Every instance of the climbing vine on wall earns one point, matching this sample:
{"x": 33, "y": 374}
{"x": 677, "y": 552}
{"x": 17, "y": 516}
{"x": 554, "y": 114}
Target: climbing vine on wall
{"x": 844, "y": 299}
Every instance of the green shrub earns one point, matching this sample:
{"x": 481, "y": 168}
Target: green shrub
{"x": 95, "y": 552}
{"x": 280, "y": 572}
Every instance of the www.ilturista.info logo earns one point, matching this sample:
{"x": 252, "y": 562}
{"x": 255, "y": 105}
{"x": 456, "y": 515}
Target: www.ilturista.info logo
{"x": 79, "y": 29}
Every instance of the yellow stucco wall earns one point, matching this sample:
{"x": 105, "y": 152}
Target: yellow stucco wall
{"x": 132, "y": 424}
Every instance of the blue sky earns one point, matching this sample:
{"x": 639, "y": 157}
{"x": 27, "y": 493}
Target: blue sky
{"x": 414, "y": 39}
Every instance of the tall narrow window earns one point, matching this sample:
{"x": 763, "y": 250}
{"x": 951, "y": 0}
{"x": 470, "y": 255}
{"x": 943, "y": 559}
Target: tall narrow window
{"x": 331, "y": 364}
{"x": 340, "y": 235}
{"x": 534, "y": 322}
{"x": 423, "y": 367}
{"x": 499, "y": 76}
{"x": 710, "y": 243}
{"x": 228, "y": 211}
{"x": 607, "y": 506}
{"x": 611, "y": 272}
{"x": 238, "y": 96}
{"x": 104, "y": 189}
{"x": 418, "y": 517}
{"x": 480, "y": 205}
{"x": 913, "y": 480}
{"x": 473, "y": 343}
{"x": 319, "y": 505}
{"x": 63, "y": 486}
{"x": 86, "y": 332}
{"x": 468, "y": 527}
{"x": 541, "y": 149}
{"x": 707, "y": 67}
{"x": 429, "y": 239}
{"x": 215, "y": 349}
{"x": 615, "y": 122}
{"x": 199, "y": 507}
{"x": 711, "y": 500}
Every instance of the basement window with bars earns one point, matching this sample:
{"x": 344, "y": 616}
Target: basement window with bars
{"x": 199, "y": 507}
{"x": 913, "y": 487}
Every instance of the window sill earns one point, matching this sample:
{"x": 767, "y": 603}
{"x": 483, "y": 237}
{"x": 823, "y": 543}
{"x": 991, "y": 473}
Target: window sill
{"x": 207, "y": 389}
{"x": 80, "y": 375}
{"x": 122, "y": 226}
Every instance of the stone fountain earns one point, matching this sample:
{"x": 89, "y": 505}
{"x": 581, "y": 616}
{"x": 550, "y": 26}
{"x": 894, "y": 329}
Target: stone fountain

+ + +

TO DO ::
Reproduce every one of the entries above, substituting "green bush" for "green shrub" and leaving all other text unchanged.

ANSWER TO THIS PROBLEM ::
Every instance of the climbing vine on wall earns one point, matching this sample:
{"x": 33, "y": 374}
{"x": 677, "y": 552}
{"x": 17, "y": 516}
{"x": 554, "y": 114}
Target: climbing vine on wall
{"x": 844, "y": 299}
Every instance of the green bush earns one point, matching this sample:
{"x": 481, "y": 168}
Target: green bush
{"x": 95, "y": 552}
{"x": 280, "y": 572}
Every instance of the www.ilturista.info logo earns one point, matching this sample:
{"x": 252, "y": 562}
{"x": 255, "y": 105}
{"x": 456, "y": 515}
Target: www.ilturista.info logo
{"x": 79, "y": 29}
Every instance of the yellow stucco wall earns one point, matching this sample:
{"x": 105, "y": 152}
Target: yellow stucco wall
{"x": 132, "y": 424}
Every instance of the blue sky earns one point, matching this sample:
{"x": 639, "y": 157}
{"x": 27, "y": 493}
Target: blue sky
{"x": 414, "y": 39}
Every instance of the tall narrow window earns one point, matching this sample:
{"x": 763, "y": 250}
{"x": 951, "y": 0}
{"x": 470, "y": 255}
{"x": 943, "y": 559}
Target: tall narrow window
{"x": 331, "y": 364}
{"x": 340, "y": 235}
{"x": 534, "y": 322}
{"x": 423, "y": 367}
{"x": 499, "y": 76}
{"x": 710, "y": 243}
{"x": 228, "y": 211}
{"x": 607, "y": 506}
{"x": 611, "y": 272}
{"x": 238, "y": 96}
{"x": 104, "y": 189}
{"x": 418, "y": 517}
{"x": 480, "y": 205}
{"x": 913, "y": 480}
{"x": 473, "y": 343}
{"x": 319, "y": 505}
{"x": 63, "y": 486}
{"x": 86, "y": 332}
{"x": 468, "y": 527}
{"x": 541, "y": 149}
{"x": 707, "y": 67}
{"x": 429, "y": 239}
{"x": 215, "y": 349}
{"x": 615, "y": 122}
{"x": 199, "y": 507}
{"x": 711, "y": 500}
Every instance of the basement window with bars earns one point, matching this sample:
{"x": 344, "y": 616}
Target: basement window with bars
{"x": 199, "y": 507}
{"x": 913, "y": 487}
Every instance of the window sill earns one point, matching this sample:
{"x": 767, "y": 603}
{"x": 483, "y": 237}
{"x": 823, "y": 543}
{"x": 991, "y": 473}
Target: window sill
{"x": 207, "y": 389}
{"x": 80, "y": 375}
{"x": 122, "y": 226}
Every instance of the stone fountain earns one point, matching this sample:
{"x": 89, "y": 505}
{"x": 581, "y": 616}
{"x": 550, "y": 26}
{"x": 894, "y": 329}
Target: stone fountain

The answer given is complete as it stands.